**Problem details:** Reproduce every line of the data below, wording and all, but scale each point's x and y coordinates by 0.9 and round to the nearest whole number, with halves rounding up. Leave out the pictures.

**Data lines:**
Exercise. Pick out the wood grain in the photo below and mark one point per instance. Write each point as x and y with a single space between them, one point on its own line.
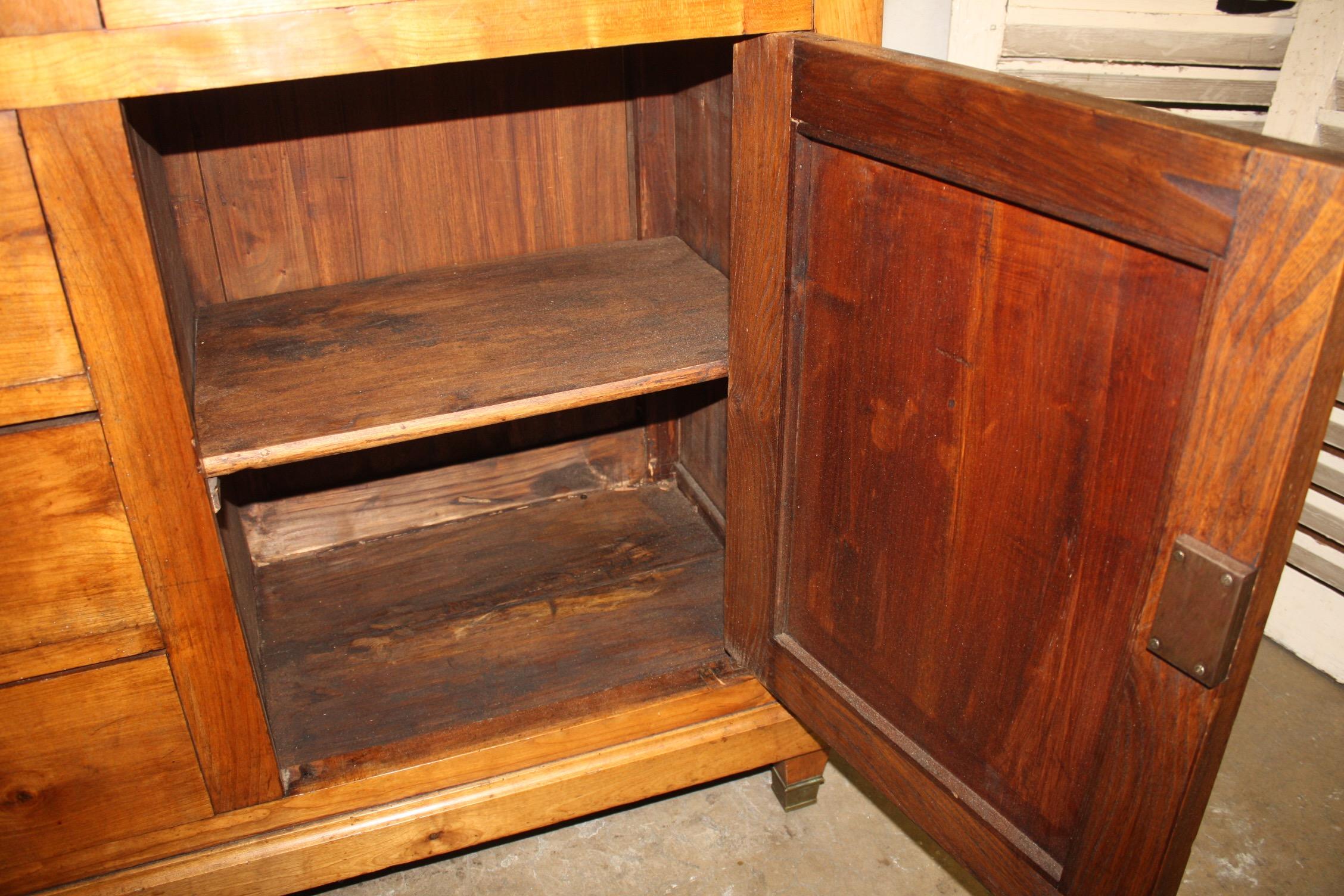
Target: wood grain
1268 374
48 17
705 444
41 368
764 71
458 819
104 751
1028 144
1203 396
321 520
332 370
850 19
153 176
69 570
704 113
85 66
346 179
86 181
687 700
964 546
381 641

**The answer:**
Exercise. Pick out the wood grain in the photo below and mark one point per instance. Write each point as x and y with a single space between them, one point on its own line.
Target: wood grain
1141 337
43 15
635 400
37 331
688 64
412 737
94 676
925 130
1083 356
289 468
299 333
765 17
138 158
62 513
634 102
77 59
311 161
77 163
618 630
868 491
343 577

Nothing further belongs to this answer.